_Problem statement_
Please arrange the whole listing below as a JSON list of strings, with one string for each line, no blank lines, and the pictures left out.

start

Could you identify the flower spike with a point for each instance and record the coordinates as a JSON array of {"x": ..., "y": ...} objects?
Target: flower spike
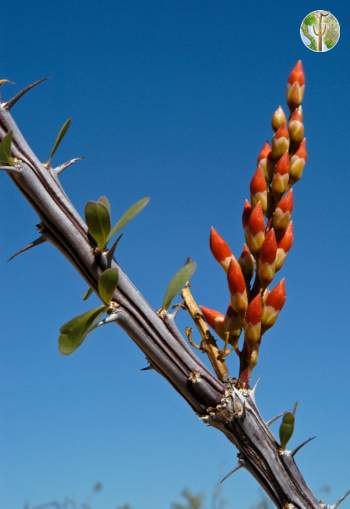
[
  {"x": 296, "y": 86},
  {"x": 296, "y": 126},
  {"x": 278, "y": 119},
  {"x": 215, "y": 320},
  {"x": 237, "y": 286},
  {"x": 284, "y": 246},
  {"x": 297, "y": 162},
  {"x": 258, "y": 188},
  {"x": 263, "y": 158},
  {"x": 253, "y": 317},
  {"x": 280, "y": 142},
  {"x": 247, "y": 263},
  {"x": 267, "y": 259},
  {"x": 280, "y": 177},
  {"x": 255, "y": 230},
  {"x": 283, "y": 213},
  {"x": 220, "y": 249},
  {"x": 273, "y": 305}
]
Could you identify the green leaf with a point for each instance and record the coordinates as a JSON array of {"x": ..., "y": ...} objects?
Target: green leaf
[
  {"x": 178, "y": 282},
  {"x": 59, "y": 138},
  {"x": 105, "y": 201},
  {"x": 132, "y": 212},
  {"x": 107, "y": 284},
  {"x": 87, "y": 294},
  {"x": 5, "y": 149},
  {"x": 98, "y": 221},
  {"x": 75, "y": 331},
  {"x": 286, "y": 429}
]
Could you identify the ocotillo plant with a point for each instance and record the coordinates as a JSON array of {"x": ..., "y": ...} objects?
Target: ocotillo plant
[
  {"x": 321, "y": 29},
  {"x": 221, "y": 400}
]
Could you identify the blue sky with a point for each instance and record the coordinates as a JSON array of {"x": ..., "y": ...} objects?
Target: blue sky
[{"x": 172, "y": 100}]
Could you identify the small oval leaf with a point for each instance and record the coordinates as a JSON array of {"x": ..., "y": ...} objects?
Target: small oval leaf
[
  {"x": 286, "y": 429},
  {"x": 98, "y": 221},
  {"x": 105, "y": 201},
  {"x": 5, "y": 149},
  {"x": 107, "y": 284},
  {"x": 61, "y": 134},
  {"x": 75, "y": 331},
  {"x": 178, "y": 282},
  {"x": 132, "y": 212},
  {"x": 87, "y": 293}
]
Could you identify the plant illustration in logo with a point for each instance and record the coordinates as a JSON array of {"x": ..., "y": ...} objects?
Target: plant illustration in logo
[{"x": 320, "y": 31}]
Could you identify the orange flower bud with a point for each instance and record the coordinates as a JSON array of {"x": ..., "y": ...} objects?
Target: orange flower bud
[
  {"x": 237, "y": 286},
  {"x": 280, "y": 142},
  {"x": 296, "y": 126},
  {"x": 273, "y": 305},
  {"x": 267, "y": 258},
  {"x": 215, "y": 320},
  {"x": 284, "y": 246},
  {"x": 297, "y": 161},
  {"x": 283, "y": 213},
  {"x": 280, "y": 177},
  {"x": 258, "y": 189},
  {"x": 253, "y": 317},
  {"x": 233, "y": 325},
  {"x": 264, "y": 152},
  {"x": 247, "y": 263},
  {"x": 264, "y": 159},
  {"x": 296, "y": 86},
  {"x": 220, "y": 249},
  {"x": 278, "y": 119},
  {"x": 255, "y": 230}
]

end

_Output for this exercise_
[
  "Could you identify the flower spike with a point for each instance and record the coordinates as a JSON array of {\"x\": ..., \"y\": ...} objects?",
  "Target: flower spike",
  "[",
  "  {\"x\": 296, \"y\": 86},",
  "  {\"x\": 296, \"y\": 126},",
  "  {\"x\": 278, \"y\": 119},",
  "  {\"x\": 215, \"y\": 320},",
  "  {\"x\": 237, \"y\": 286},",
  "  {\"x\": 284, \"y\": 246},",
  "  {\"x\": 297, \"y\": 162},",
  "  {\"x\": 258, \"y\": 188},",
  "  {\"x\": 263, \"y\": 158},",
  "  {\"x\": 253, \"y\": 317},",
  "  {\"x\": 280, \"y\": 142},",
  "  {\"x\": 247, \"y\": 263},",
  "  {\"x\": 267, \"y\": 259},",
  "  {\"x\": 280, \"y\": 177},",
  "  {\"x\": 255, \"y\": 230},",
  "  {\"x\": 283, \"y\": 213},",
  "  {\"x\": 220, \"y\": 249},",
  "  {\"x\": 273, \"y\": 305}",
  "]",
  "Could you identify the green leaf with a point for each instance and record the coordinates as a JSON array of {\"x\": ..., \"y\": ...} objects?",
  "Target: green leaf",
  "[",
  "  {\"x\": 178, \"y\": 282},",
  "  {\"x\": 59, \"y\": 138},",
  "  {\"x\": 105, \"y\": 201},",
  "  {\"x\": 132, \"y\": 212},",
  "  {\"x\": 107, \"y\": 284},",
  "  {\"x\": 87, \"y\": 294},",
  "  {\"x\": 5, \"y\": 149},",
  "  {\"x\": 98, \"y\": 221},",
  "  {\"x\": 75, \"y\": 331},",
  "  {\"x\": 286, \"y\": 429}",
  "]",
  "Could you identify the ocotillo plant with a point for each instance and record the coordinates as a JSON array of {\"x\": ..., \"y\": ...} objects?",
  "Target: ocotillo plant",
  "[",
  "  {\"x\": 321, \"y\": 29},",
  "  {\"x\": 221, \"y\": 400}",
  "]",
  "Could you identify the blue sky with a point for each instance and record the coordinates as a JSON array of {\"x\": ..., \"y\": ...} objects?",
  "Target: blue sky",
  "[{\"x\": 172, \"y\": 100}]",
  "Could you identify the small oval leaf with a point for each instance and record the coordinates as a JSON array of {\"x\": ..., \"y\": ...} objects?",
  "Target: small oval leaf",
  "[",
  "  {\"x\": 286, \"y\": 429},",
  "  {\"x\": 98, \"y\": 221},",
  "  {\"x\": 105, \"y\": 201},",
  "  {\"x\": 5, \"y\": 149},",
  "  {\"x\": 107, \"y\": 284},",
  "  {\"x\": 61, \"y\": 134},",
  "  {\"x\": 75, \"y\": 331},",
  "  {\"x\": 178, \"y\": 282},",
  "  {\"x\": 132, \"y\": 212},",
  "  {\"x\": 87, \"y\": 293}",
  "]",
  "Could you identify the plant illustration in logo with a point for each instance and record the coordinates as a JSON array of {\"x\": ..., \"y\": ...} objects?",
  "Target: plant illustration in logo",
  "[{\"x\": 320, \"y\": 31}]",
  "Could you identify the orange flower bud with a point for each instance and record the coordinates as a JSON array of {\"x\": ..., \"y\": ...} objects?",
  "Target: orange flower bud",
  "[",
  "  {\"x\": 237, \"y\": 286},",
  "  {\"x\": 280, \"y\": 142},",
  "  {\"x\": 296, \"y\": 126},",
  "  {\"x\": 273, \"y\": 305},",
  "  {\"x\": 267, \"y\": 258},",
  "  {\"x\": 215, \"y\": 320},",
  "  {\"x\": 284, \"y\": 246},",
  "  {\"x\": 297, \"y\": 161},",
  "  {\"x\": 283, \"y\": 213},",
  "  {\"x\": 280, \"y\": 177},",
  "  {\"x\": 258, \"y\": 189},",
  "  {\"x\": 253, \"y\": 317},",
  "  {\"x\": 233, \"y\": 325},",
  "  {\"x\": 264, \"y\": 152},",
  "  {\"x\": 247, \"y\": 263},",
  "  {\"x\": 264, \"y\": 159},",
  "  {\"x\": 296, \"y\": 86},",
  "  {\"x\": 220, \"y\": 249},",
  "  {\"x\": 278, \"y\": 119},",
  "  {\"x\": 255, \"y\": 230}",
  "]"
]